------ BEREITGESTELLTE EINTRÄGE
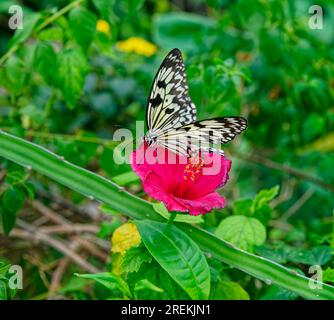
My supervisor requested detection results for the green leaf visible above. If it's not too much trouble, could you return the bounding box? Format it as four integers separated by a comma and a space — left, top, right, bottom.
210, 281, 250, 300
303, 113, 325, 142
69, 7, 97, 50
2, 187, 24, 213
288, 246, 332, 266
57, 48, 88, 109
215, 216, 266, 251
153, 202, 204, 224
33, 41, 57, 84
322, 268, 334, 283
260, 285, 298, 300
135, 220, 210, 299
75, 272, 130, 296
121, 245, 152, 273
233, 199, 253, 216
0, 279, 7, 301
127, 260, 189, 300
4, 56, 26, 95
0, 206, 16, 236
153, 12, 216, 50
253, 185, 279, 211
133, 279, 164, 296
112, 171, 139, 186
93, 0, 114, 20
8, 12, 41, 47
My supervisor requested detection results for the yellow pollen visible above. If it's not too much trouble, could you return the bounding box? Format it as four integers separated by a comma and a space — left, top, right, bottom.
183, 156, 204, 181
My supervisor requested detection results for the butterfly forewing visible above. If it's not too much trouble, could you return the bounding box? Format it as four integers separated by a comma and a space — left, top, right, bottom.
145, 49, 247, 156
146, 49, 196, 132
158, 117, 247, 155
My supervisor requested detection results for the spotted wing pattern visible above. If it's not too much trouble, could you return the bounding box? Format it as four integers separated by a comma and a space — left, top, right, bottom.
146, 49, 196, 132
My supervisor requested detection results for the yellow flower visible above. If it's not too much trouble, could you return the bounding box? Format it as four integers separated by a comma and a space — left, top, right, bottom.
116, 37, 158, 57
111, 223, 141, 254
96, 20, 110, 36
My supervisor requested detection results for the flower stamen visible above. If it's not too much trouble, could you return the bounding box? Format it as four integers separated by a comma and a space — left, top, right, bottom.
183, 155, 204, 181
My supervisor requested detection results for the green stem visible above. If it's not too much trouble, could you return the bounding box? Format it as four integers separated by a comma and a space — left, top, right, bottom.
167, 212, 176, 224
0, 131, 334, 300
------------
## [GESTELLTE AUFGABE]
Nennen Sie ausschließlich die Anzahl der Zeilen in den Einträgen, welche die Zeichenfolge „pattern“ enthalten. Groß- und Kleinschreibung sind dabei zu beachten.

## [DIE ANTWORT]
1